··· Listing ···

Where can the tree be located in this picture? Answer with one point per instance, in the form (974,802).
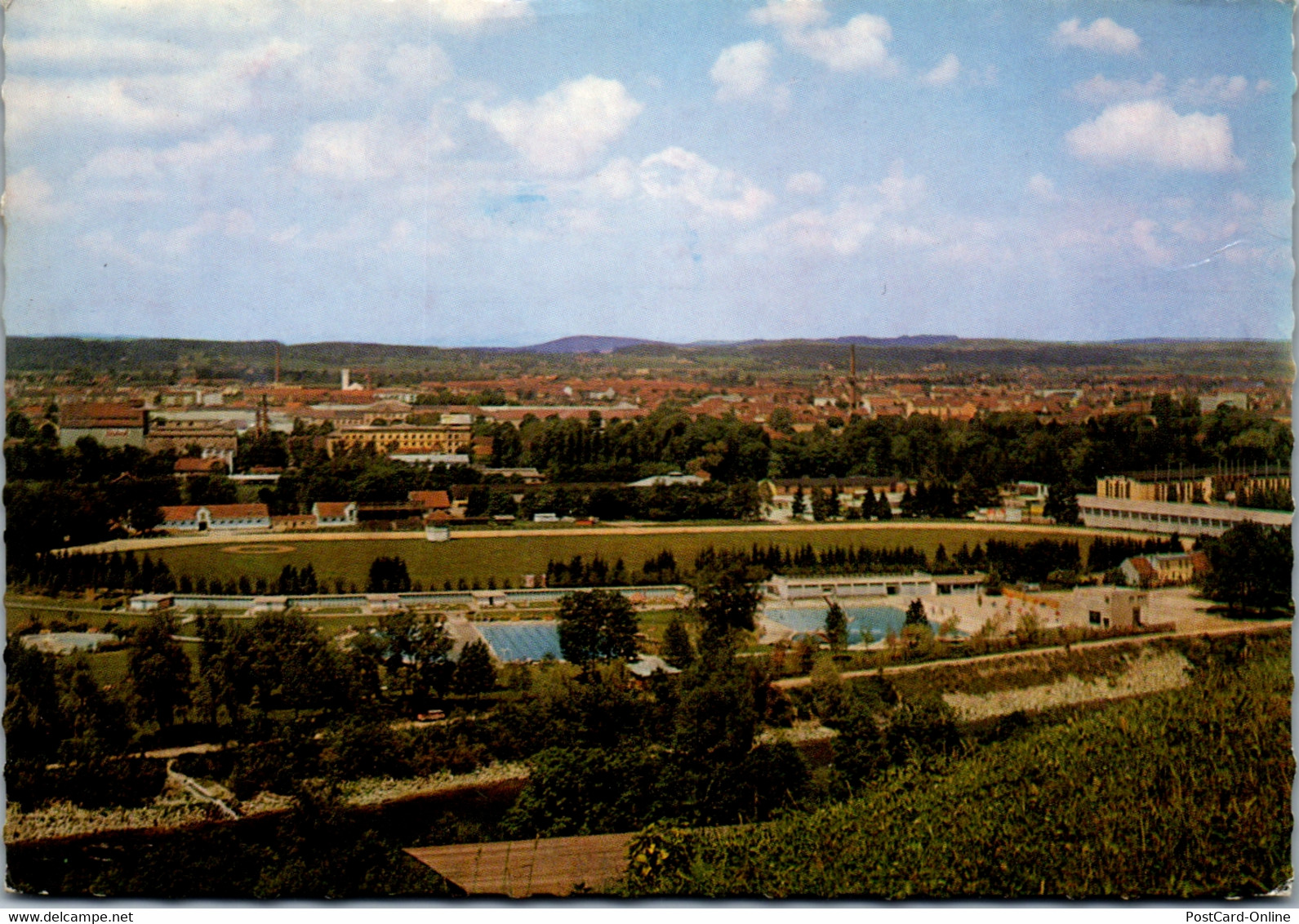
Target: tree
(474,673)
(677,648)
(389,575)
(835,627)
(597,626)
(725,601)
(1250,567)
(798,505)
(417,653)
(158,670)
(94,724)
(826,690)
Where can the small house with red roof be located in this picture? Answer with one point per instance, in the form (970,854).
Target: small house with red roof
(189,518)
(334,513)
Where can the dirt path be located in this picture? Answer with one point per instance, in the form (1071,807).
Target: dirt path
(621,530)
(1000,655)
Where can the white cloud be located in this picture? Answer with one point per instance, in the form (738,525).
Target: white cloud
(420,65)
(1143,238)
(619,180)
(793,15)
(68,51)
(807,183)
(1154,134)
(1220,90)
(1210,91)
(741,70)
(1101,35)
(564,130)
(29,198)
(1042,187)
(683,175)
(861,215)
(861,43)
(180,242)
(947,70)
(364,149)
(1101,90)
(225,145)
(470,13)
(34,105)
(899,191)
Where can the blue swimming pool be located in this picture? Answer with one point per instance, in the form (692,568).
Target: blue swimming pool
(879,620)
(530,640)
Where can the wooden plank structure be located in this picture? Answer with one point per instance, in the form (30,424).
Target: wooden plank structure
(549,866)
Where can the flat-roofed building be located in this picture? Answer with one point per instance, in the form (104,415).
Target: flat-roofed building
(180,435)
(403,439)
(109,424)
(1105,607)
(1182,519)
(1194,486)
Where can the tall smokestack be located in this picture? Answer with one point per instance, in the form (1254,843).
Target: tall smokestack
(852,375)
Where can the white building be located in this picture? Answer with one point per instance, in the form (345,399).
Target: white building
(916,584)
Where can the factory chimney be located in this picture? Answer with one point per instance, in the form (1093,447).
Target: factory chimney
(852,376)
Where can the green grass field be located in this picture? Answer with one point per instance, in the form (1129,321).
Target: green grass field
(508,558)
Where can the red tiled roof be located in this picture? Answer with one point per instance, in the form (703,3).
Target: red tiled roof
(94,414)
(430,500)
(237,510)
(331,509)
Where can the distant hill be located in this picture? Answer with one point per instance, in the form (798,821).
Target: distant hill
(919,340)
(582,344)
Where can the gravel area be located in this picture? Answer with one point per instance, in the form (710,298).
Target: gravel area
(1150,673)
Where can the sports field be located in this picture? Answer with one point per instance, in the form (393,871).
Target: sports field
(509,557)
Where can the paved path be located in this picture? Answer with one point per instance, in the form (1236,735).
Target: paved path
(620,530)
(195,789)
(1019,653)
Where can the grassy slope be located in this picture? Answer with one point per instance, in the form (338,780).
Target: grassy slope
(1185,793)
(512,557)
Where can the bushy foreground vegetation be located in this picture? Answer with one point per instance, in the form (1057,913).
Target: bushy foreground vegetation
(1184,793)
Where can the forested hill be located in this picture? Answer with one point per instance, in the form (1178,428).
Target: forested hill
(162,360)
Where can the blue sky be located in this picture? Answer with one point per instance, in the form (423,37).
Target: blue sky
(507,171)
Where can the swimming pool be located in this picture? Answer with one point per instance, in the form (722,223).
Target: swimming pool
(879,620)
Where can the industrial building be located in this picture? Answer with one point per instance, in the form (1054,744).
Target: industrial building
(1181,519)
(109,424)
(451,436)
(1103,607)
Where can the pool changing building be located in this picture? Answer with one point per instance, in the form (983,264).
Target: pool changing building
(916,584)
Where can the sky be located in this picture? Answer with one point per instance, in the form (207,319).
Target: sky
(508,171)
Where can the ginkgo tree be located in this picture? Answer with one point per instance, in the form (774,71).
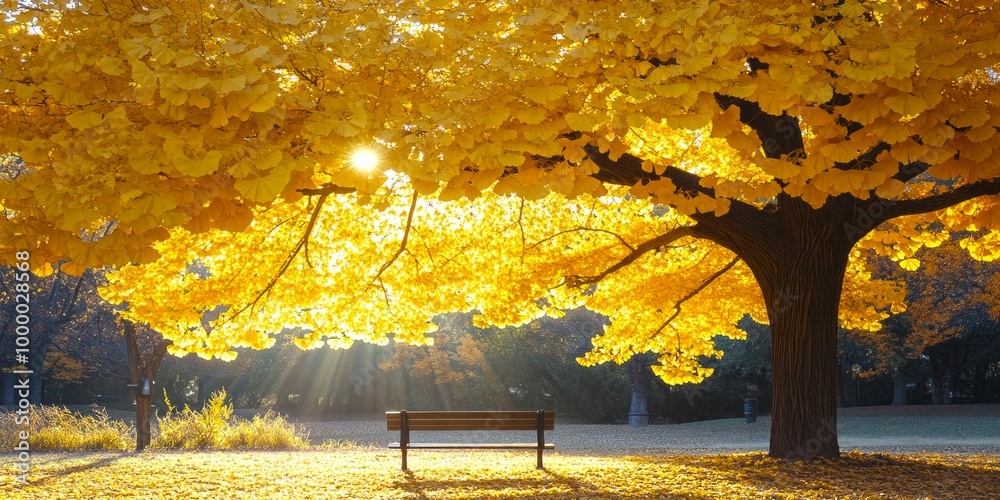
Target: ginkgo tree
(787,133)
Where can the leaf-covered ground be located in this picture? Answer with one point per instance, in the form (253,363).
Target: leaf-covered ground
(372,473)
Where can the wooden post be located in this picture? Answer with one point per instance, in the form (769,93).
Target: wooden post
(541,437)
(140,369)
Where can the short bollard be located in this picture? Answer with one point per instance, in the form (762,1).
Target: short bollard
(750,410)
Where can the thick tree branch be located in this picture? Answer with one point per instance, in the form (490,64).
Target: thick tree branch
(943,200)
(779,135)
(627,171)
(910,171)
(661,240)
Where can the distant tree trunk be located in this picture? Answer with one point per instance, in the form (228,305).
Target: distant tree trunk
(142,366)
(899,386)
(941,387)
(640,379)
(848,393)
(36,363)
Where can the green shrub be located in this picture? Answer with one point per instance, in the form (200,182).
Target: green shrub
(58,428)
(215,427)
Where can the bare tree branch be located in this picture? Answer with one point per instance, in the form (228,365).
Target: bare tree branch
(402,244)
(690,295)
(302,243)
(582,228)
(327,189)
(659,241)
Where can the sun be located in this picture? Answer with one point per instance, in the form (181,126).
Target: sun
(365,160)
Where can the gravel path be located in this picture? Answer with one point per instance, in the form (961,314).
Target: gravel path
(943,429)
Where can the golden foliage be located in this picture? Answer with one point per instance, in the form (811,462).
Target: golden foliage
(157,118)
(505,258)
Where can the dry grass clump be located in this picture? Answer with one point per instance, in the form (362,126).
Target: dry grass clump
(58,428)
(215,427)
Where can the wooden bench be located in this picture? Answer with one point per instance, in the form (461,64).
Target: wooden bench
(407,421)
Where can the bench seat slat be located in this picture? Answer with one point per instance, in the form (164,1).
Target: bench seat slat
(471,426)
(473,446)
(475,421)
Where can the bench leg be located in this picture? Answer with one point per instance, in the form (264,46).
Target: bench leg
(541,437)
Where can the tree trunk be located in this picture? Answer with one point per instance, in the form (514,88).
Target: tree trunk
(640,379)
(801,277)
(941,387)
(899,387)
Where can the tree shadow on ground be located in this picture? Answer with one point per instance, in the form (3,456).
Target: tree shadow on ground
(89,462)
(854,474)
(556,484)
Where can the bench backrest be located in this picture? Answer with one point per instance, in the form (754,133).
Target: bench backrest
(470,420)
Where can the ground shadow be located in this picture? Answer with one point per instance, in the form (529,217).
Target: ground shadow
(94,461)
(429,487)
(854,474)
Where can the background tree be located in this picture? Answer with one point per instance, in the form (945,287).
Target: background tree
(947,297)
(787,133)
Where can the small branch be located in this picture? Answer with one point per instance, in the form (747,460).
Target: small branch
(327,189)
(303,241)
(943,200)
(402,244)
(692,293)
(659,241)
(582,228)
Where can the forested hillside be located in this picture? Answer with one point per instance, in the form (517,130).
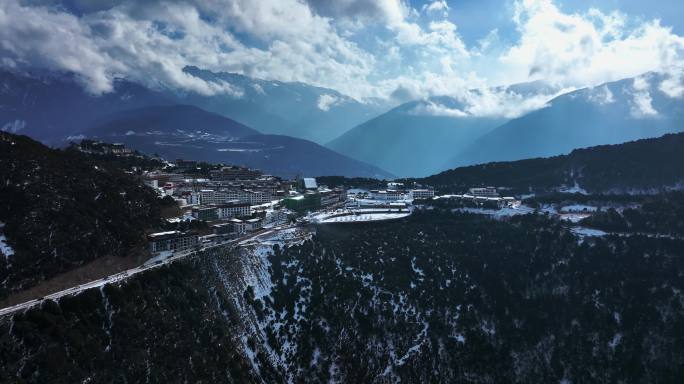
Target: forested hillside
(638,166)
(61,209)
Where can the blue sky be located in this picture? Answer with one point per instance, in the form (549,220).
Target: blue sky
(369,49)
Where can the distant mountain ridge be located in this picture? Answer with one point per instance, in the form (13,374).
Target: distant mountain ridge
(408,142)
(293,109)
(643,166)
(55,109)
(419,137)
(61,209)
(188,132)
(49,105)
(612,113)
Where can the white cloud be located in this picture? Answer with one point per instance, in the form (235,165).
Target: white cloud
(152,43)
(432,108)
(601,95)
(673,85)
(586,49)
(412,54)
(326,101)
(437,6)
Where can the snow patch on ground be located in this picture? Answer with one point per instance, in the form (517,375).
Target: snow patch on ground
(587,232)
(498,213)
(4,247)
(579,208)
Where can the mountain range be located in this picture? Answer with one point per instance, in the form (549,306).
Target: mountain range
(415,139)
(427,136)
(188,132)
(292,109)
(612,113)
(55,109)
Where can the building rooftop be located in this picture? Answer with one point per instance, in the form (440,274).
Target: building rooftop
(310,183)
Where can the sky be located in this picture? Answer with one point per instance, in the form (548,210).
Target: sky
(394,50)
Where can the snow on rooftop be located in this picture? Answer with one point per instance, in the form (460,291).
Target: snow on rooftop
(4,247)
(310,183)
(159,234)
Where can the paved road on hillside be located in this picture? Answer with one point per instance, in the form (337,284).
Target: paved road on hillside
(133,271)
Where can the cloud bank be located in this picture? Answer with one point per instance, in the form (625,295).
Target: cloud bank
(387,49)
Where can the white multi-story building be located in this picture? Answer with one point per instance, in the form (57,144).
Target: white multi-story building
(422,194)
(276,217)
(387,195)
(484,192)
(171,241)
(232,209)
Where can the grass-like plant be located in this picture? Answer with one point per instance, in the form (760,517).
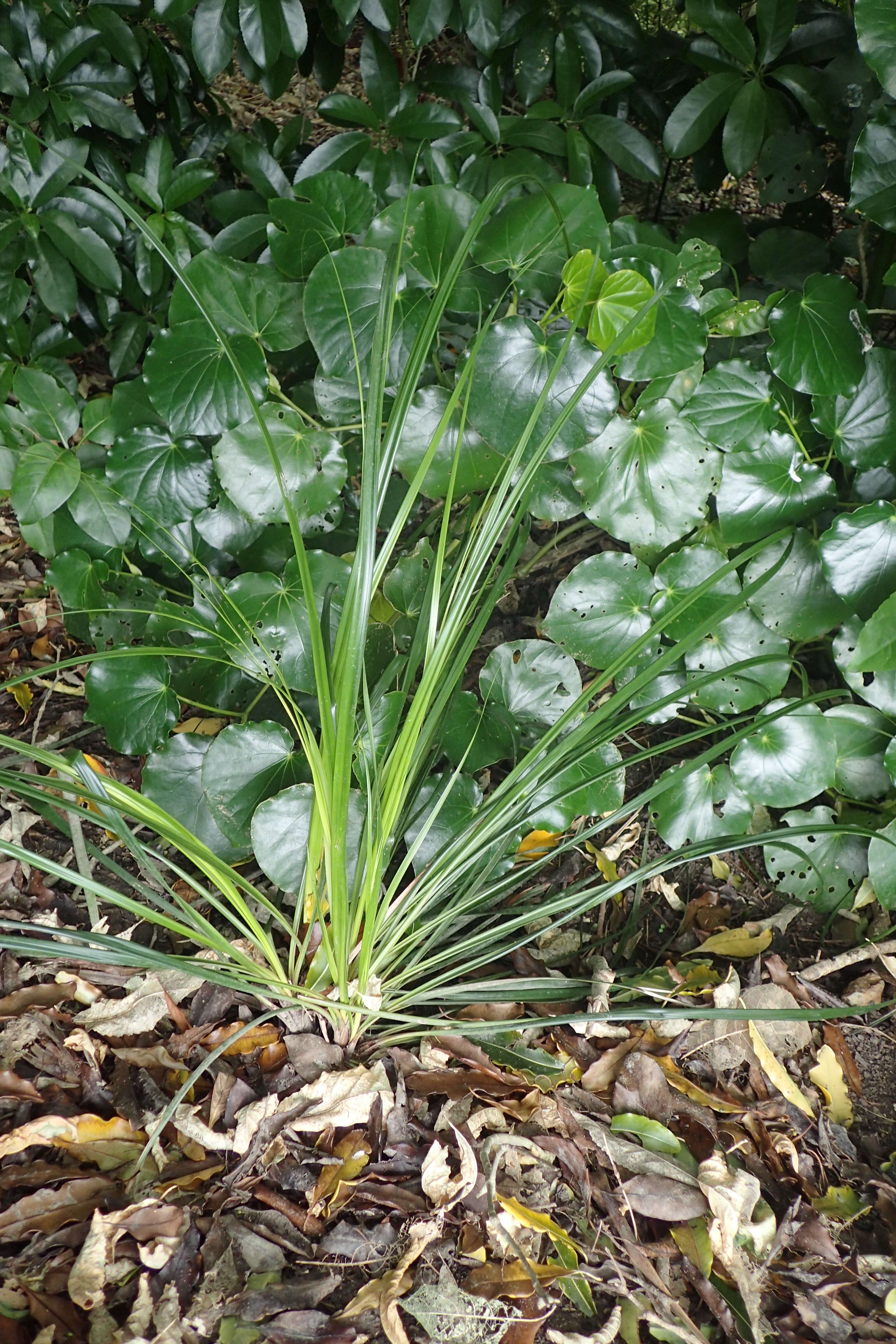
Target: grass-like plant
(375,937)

···

- Set task
Going from the line with "Where can the mountain" to the last line of the listing, write out each line exactly and nothing else. Leave out all pictures.

- Finished exercise
Where can the mountain range be located in this picture? Answer with one point per instance, in the form (549,306).
Target: mountain range
(415,139)
(427,136)
(188,132)
(292,109)
(612,113)
(55,109)
Where can the building rooftop be located in this picture? Answer with one point per instance, in the form (440,274).
Target: building rooftop
(310,183)
Where can the sky be located in this picture? Answer with one point per instance, in the form (548,210).
Target: sky
(394,50)
Where can the snow on rooftop be located in this picture? Answer with one point per instance, in the form (460,291).
Target: snow on rooftop
(4,247)
(310,183)
(159,234)
Where can the paved road on hillside be located in this picture? Answer with one point per instance, in the form (337,284).
Target: paved road on hillside
(133,271)
Where can the cloud bank be located in this picture? Answer with one point per instance, in the form (625,295).
Target: cloud bank
(387,49)
Where can the white multi-story building be located in this picture? Answer with one point per instance, in the form (57,144).
Target: white multi-story building
(422,194)
(276,217)
(387,195)
(484,192)
(171,241)
(232,209)
Where can the grass-like plant be located in this picture? Answer with one point per instance, in the form (760,517).
Target: grass-like plant
(375,937)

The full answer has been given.